- _TASK_:
Transcribe each line of the records below exactly, excluding any embedded images.

[Stored items]
|---|

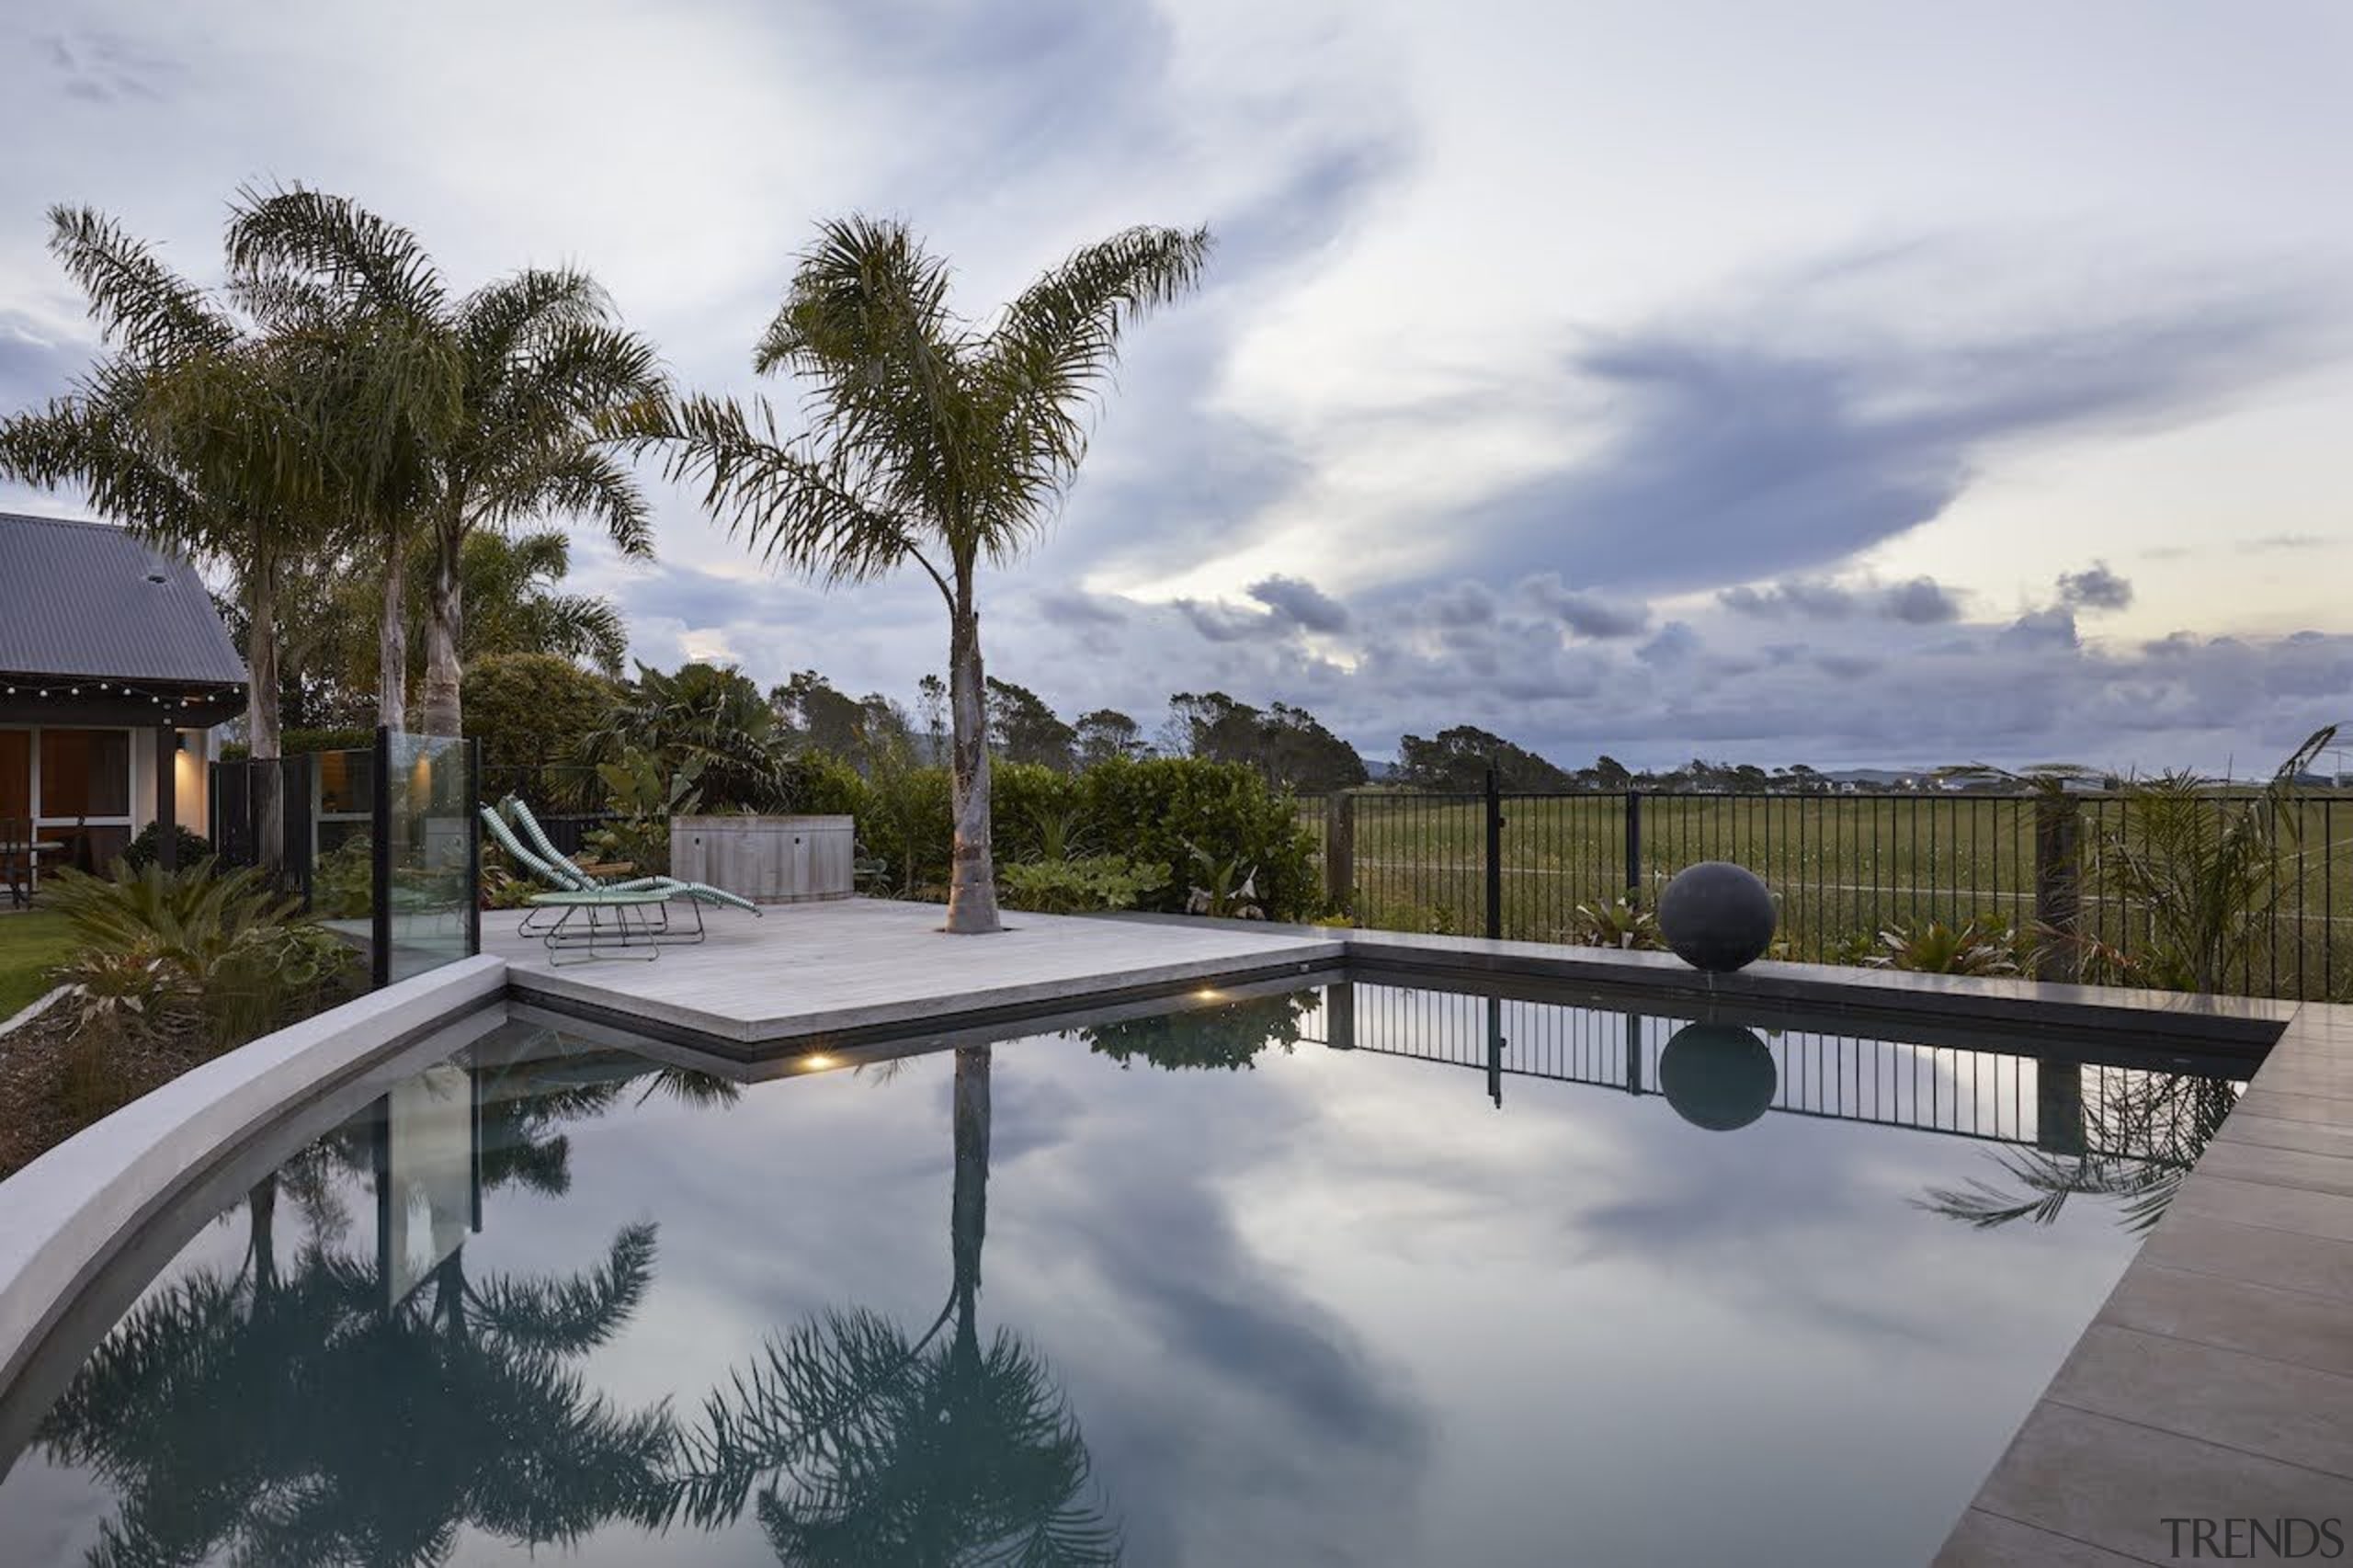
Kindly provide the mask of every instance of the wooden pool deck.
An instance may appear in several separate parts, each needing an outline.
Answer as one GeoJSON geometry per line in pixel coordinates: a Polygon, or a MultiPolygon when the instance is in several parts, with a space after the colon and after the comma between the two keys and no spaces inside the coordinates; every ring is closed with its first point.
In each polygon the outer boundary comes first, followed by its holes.
{"type": "Polygon", "coordinates": [[[1008,911],[989,937],[950,937],[938,904],[855,898],[706,912],[709,935],[652,962],[548,961],[520,937],[519,912],[483,916],[482,946],[506,960],[519,1000],[587,1009],[659,1033],[745,1052],[774,1042],[904,1028],[949,1017],[1051,1007],[1118,992],[1340,961],[1345,933],[1252,929],[1008,911]]]}

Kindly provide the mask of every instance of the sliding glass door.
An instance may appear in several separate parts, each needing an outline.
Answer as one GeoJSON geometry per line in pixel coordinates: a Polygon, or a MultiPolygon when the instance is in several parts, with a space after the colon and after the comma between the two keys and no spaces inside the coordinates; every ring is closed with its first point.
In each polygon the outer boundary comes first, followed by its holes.
{"type": "Polygon", "coordinates": [[[32,733],[33,836],[65,846],[42,857],[41,869],[74,866],[105,870],[131,847],[131,732],[42,729],[32,733]]]}

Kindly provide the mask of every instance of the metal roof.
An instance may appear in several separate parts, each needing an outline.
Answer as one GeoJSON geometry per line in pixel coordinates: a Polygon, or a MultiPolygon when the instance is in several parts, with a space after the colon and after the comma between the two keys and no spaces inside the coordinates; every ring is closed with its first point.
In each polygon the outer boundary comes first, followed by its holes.
{"type": "Polygon", "coordinates": [[[0,671],[235,686],[229,629],[186,561],[110,523],[0,512],[0,671]]]}

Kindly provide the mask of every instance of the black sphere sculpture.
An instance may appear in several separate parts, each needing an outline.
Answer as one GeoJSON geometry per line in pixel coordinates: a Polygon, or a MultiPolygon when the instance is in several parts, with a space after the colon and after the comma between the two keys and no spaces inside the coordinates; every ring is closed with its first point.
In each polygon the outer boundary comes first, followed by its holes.
{"type": "Polygon", "coordinates": [[[1756,873],[1729,860],[1687,866],[1659,895],[1658,928],[1694,969],[1729,974],[1773,944],[1779,916],[1756,873]]]}
{"type": "Polygon", "coordinates": [[[1666,1103],[1711,1132],[1730,1132],[1763,1116],[1780,1082],[1773,1052],[1738,1024],[1686,1024],[1658,1053],[1666,1103]]]}

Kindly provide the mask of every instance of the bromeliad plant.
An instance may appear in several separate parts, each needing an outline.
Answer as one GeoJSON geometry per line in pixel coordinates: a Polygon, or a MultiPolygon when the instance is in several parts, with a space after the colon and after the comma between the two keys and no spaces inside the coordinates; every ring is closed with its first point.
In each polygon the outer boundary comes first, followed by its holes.
{"type": "Polygon", "coordinates": [[[1578,904],[1572,930],[1580,947],[1646,953],[1663,951],[1666,947],[1666,937],[1658,928],[1658,916],[1637,903],[1631,890],[1608,903],[1578,904]]]}
{"type": "Polygon", "coordinates": [[[1878,946],[1863,963],[1915,974],[2016,974],[2018,945],[2016,930],[1983,916],[1960,926],[1941,920],[1921,926],[1899,921],[1879,934],[1878,946]]]}
{"type": "Polygon", "coordinates": [[[588,842],[608,860],[626,860],[648,876],[666,874],[670,819],[692,816],[702,806],[696,788],[702,759],[690,757],[672,772],[652,752],[631,747],[620,761],[600,766],[597,776],[604,780],[608,820],[588,842]]]}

|---|

- _EXPECTED ANSWER_:
Kindly provide the mask of every instance of the wooden pool deck.
An instance may appear in several separate parts, each needing an outline.
Answer as one GeoJSON geometry per line in pixel coordinates: a Polygon, or a MultiPolygon when the instance is in several parts, with a space after the colon and after the comma between the two keys and no spaces inside the coordinates; every ring is closed with its first point.
In each polygon the outer boundary comes first, followed by its holes.
{"type": "Polygon", "coordinates": [[[1008,911],[989,937],[950,937],[938,904],[855,898],[706,912],[709,935],[652,962],[548,961],[520,937],[519,912],[483,916],[482,946],[506,960],[519,1000],[587,1009],[659,1033],[745,1052],[774,1042],[904,1028],[949,1017],[1051,1007],[1118,992],[1340,961],[1345,933],[1252,929],[1008,911]]]}

Kindly provide the mask of every instance of the sliding glass door.
An instance may appear in several separate parts, each needing an outline.
Answer as one GeoJSON geometry per line in pixel coordinates: a Polygon, or a MultiPolygon when the instance is in several parts, with a space after the colon and after the comma between the two keys and no spaces inside the coordinates; every ring is closed with its first point.
In each polygon the outer boundary comes first, followed by its holes.
{"type": "Polygon", "coordinates": [[[32,733],[33,836],[65,846],[42,857],[41,869],[74,866],[105,870],[131,847],[131,732],[42,729],[32,733]]]}

Kindly provide the mask of every instance of the metal roof.
An instance may appear in several separate parts, each needing an outline.
Answer as one GeoJSON geometry per line in pixel coordinates: a Polygon, or a MultiPolygon when the instance is in several parts, with a space after the colon and after the comma between the two keys and no spaces inside the coordinates; every ring is closed with its first point.
In each polygon the outer boundary comes first, followed by its holes.
{"type": "Polygon", "coordinates": [[[0,671],[235,686],[229,629],[186,561],[110,523],[0,512],[0,671]]]}

Kindly provide the mask of every instance of the black sphere sculpture.
An instance may appear in several separate parts, each needing an outline.
Answer as one GeoJSON geometry per line in pixel coordinates: a Polygon, or a MultiPolygon when the instance is in several parts, with a space after the colon and after the comma between the two keys and no spaces inside the coordinates; every ring is closed with its first point.
In each polygon the outer boundary comes first, followed by its holes.
{"type": "Polygon", "coordinates": [[[1756,873],[1729,860],[1687,866],[1659,895],[1658,928],[1694,969],[1729,974],[1773,944],[1779,916],[1756,873]]]}
{"type": "Polygon", "coordinates": [[[1666,1103],[1711,1132],[1730,1132],[1763,1116],[1780,1082],[1773,1052],[1738,1024],[1686,1024],[1658,1053],[1666,1103]]]}

Kindly provide the mask of every instance of the bromeliad plant.
An instance may appear in several separate parts, each needing an outline.
Answer as one GeoJSON geometry per line in pixel coordinates: a Polygon, or a MultiPolygon when the instance is in several parts, with a space after the colon and after the comma between the two keys and no spaces inside the coordinates; every ring is closed with its first point.
In each polygon the outer boundary comes first, followed by its holes.
{"type": "Polygon", "coordinates": [[[1578,904],[1572,930],[1580,947],[1646,953],[1663,951],[1666,947],[1666,937],[1658,928],[1658,916],[1637,903],[1631,890],[1608,903],[1578,904]]]}
{"type": "Polygon", "coordinates": [[[1878,946],[1863,963],[1915,974],[2016,974],[2018,945],[2016,930],[1983,916],[1960,926],[1941,920],[1921,926],[1899,921],[1879,934],[1878,946]]]}
{"type": "Polygon", "coordinates": [[[588,842],[608,860],[626,860],[648,876],[666,874],[670,819],[692,816],[702,806],[696,788],[702,759],[690,757],[672,772],[652,752],[631,747],[620,761],[600,766],[597,776],[604,780],[608,820],[588,842]]]}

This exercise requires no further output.